* EXERCISE DETAILS:
Reproduce word for word the part of the passage on real estate and Union Budget 2026 that runs from "Flexible Workspaces: From" down to "acknowledge this shift.".

* TEXT PASSAGE:
As India prepares for Union Budget 2026, voices from across real estate, flexible workspaces, and retail are converging around a common theme: policy support must keep pace with how the sector has evolved. What was once viewed narrowly as brick-and-mortar development is now deeply linked to enterprise growth, employment generation, global trade, and urban transformation.
From flexible offices enabling new-age businesses to housing affordability challenges and the growing complexity of retail real estate, industry leaders are urging the government to treat real estate as a strategic economic enabler rather than a transactional sector.
Flexible Workspaces: From Convenience to Core Infrastructure
Anshu Sarin, CEO of 91Springboard, believes India’s flexible workspace sector has moved far beyond being a stopgap solution for startups and small businesses. According to her, flexible offices have become a strategic layer in how modern enterprises scale, operate, and enter new markets.
As companies increasingly adopt hybrid models and global capability centres expand across Indian cities, Sarin argues that flexible workspaces should be recognised as part of India’s commercial infrastructure. She sees the upcoming budget as an opportunity for policymakers to acknowledge this shift.
From a policy perspective, Sarin highlights the need for rationalised GST norms, faster and more predictable approvals, and easier access to capital. These measures, she says, can significantly improve the sector’s ability to support enterprise growth, attract global corporations, and strengthen India’s competitiveness on the world stage.
At the same time, Sarin underlines that responsibility does not rest with the government alone. Flexible workspace operators must continue investing in technology, sustainability, and high-quality work environments that meet the expectations of global and domestic occupiers. A collaborative approach, where policy enables scale and the private sector delivers consistent experiences, could unlock long-term value and private investment.
Housing and Core Real Estate: Demand, Affordability, Execution
For traditional real estate, the expectations from Budget 2026 remain firmly centred on demand stimulation and affordability. Prashant Sharma, President of NAREDCO Maharashtra, reiterates that the sector remains a key driver of economic growth, employment, and allied industries.
Sharma points out that measures which strengthen end-user demand and accelerate project execution are essential at this stage of the cycle. One of the industry’s long-standing demands, he notes, is the granting of infrastructure status to housing, particularly in the affordable and mid-income segments. Such a move would improve access to institutional finance and lower borrowing costs, providing developers with greater financial flexibility.
Tax relief for homebuyers is another priority. Sharma urges the government to revisit deductions on home loan interest and principal repayments under Sections 24(b) and 80C, which have not been revised for several years. With property prices and borrowing costs rising, he believes updated limits could revive buyer sentiment.
He also stresses the importance of rationalising GST on construction materials and providing clarity on input tax credits, both of which can ease cost pressures across the value chain. Faster approvals, policy support for redevelopment, and incentives for sustainable construction are, in his view, critical for the sector’s long-term growth.

* SOURCE EXCERPT:
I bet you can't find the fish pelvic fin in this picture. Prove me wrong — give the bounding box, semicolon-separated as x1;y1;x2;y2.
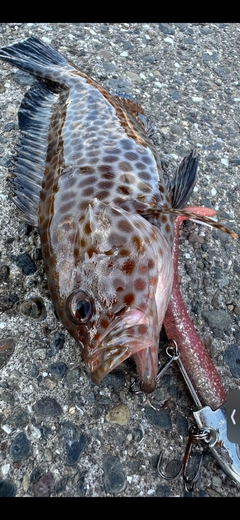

* FULL ANSWER:
Flexible Workspaces: From Convenience to Core Infrastructure
Anshu Sarin, CEO of 91Springboard, believes India’s flexible workspace sector has moved far beyond being a stopgap solution for startups and small businesses. According to her, flexible offices have become a strategic layer in how modern enterprises scale, operate, and enter new markets.
As companies increasingly adopt hybrid models and global capability centres expand across Indian cities, Sarin argues that flexible workspaces should be recognised as part of India’s commercial infrastructure. She sees the upcoming budget as an opportunity for policymakers to acknowledge this shift.